## Görevler
- A) Okuma metninde Narin Güran Davası'nın sanıkları olarak sayılan kişilerin tamamını listeleyin.
- B) Okuma metninden “Kamera görüntülerini vaktinde” sözlerinden “Bahtiyar’ın bilgisine başvuruldu.” sözlerine kadar uzanan bölümü değiştirmeden alıntılayın.
- C) Okuma metnine göre aşağıdaki soruları yanıtlayın.
(i) Siverekliler hangi sınıra kadar gidiyor?
(ii) Bahtiyar, cesedi kimden teslim aldığını ileri sürüyor?
(iii) Narin Güran Davası'nda kaç sanık var?

## Okuma metni
İşleme üç jandarma nezarete ediyor.

Siverekliler, Narin’in amcaları Ali Rıza ve Kurtuluş Güran’ı da yanlarına alarak, Viranşehir’e, Suriye sınırına kadar gidiyor.

Bu skandal da 5 Eylül’de tutanak altına alınıyor.

Narin’in ölümünün neden aydınlatılamadığı iki tutanaktan belli oluyor.

Kamera görüntülerini vaktinde toplamayan, cesedi gömdüğünü itiraf eden Nevzat Bahtiyar’ın eşinin ifadesini almayan jandarma, meğer üfürükçülerle ve definecilerle birlikte Narin’i arıyormuş!

narin-tutanak.jpg

Narin’in cesedini eve getirdiyse eşi neden görmedi?

Narin Güran Davası’nda dört sanık var.

Narin’in annesi, ağabeyi ve amcası ile komşu Nevzat Bahtiyar.

Bahtiyar, Narin’i dereye gömdüğünü kabul ederken, cesedi amca Salim’den teslim aldığını ileri sürüyor.

Halk TV’de, 17 Eylül’de bu soruşturmanın eksik yürütüldüğünü anlatırken, Bahtiyar’ın eşinin ifadesinin alınmadığına dikkat çekmiştim. Savcılık aynı gün Bahtiyar’ın evini basıp eşi Ğazal’ı gözaltına aldı. Bir gün sonra Ğazal Bahtiyar’ın bilgisine başvuruldu.

Saklı tutulan bu ifade tutanağı klasörlere girdi.

İfadesinde Bahtiyar’a “Nevzat öğleden sonra ne zaman ve ne ile ayrıldı?” diye soruluyor.

[Görüntü kutusu işaretleme kayıtları]
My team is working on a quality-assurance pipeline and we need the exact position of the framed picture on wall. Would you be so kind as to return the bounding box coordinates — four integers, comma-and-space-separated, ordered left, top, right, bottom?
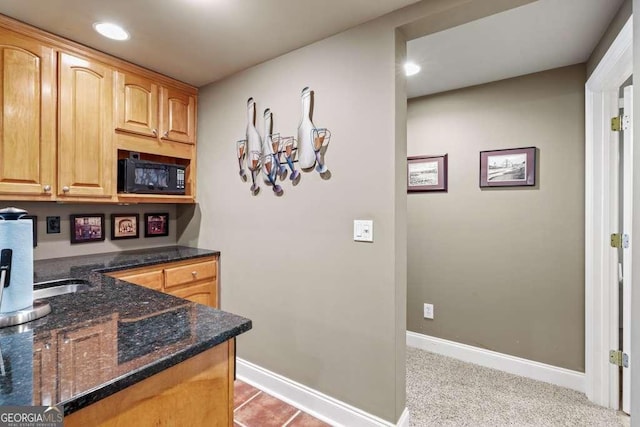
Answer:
144, 212, 169, 237
480, 147, 536, 187
407, 154, 448, 193
70, 214, 104, 243
111, 214, 140, 240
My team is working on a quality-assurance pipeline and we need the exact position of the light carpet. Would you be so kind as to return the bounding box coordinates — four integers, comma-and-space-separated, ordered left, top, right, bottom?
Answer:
407, 347, 630, 427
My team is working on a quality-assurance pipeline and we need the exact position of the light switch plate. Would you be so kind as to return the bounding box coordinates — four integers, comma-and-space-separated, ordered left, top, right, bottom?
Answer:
353, 219, 373, 242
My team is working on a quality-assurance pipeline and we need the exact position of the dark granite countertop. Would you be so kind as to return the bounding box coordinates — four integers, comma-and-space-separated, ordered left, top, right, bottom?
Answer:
0, 246, 251, 414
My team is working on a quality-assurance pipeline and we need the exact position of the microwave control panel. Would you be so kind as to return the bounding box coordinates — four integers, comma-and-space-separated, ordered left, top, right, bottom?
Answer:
176, 169, 184, 190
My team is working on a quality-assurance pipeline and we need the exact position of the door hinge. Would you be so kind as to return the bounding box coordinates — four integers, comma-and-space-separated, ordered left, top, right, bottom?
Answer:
611, 115, 631, 132
611, 233, 629, 249
609, 350, 629, 368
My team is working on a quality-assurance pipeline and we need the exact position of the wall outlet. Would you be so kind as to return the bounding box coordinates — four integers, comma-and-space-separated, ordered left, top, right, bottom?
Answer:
424, 303, 433, 319
353, 219, 373, 242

## Yanıtlar
- A) Narin'in annesi, Narin'in ağabeyi, Narin'in amcası ve komşu Nevzat Bahtiyar.

- B)
Kamera görüntülerini vaktinde toplamayan, cesedi gömdüğünü itiraf eden Nevzat Bahtiyar’ın eşinin ifadesini almayan jandarma, meğer üfürükçülerle ve definecilerle birlikte Narin’i arıyormuş!

narin-tutanak.jpg

Narin’in cesedini eve getirdiyse eşi neden görmedi?

Narin Güran Davası’nda dört sanık var.

Narin’in annesi, ağabeyi ve amcası ile komşu Nevzat Bahtiyar.

Bahtiyar, Narin’i dereye gömdüğünü kabul ederken, cesedi amca Salim’den teslim aldığını ileri sürüyor.

Halk TV’de, 17 Eylül’de bu soruşturmanın eksik yürütüldüğünü anlatırken, Bahtiyar’ın eşinin ifadesinin alınmadığına dikkat çekmiştim. Savcılık aynı gün Bahtiyar’ın evini basıp eşi Ğazal’ı gözaltına aldı. Bir gün sonra Ğazal Bahtiyar’ın bilgisine başvuruldu.

- C)
(i) Suriye sınırına kadar gidiyorlar.
(ii) Cesedi amca Salim'den teslim aldığını ileri sürüyor.
(iii) Davada dört sanık var.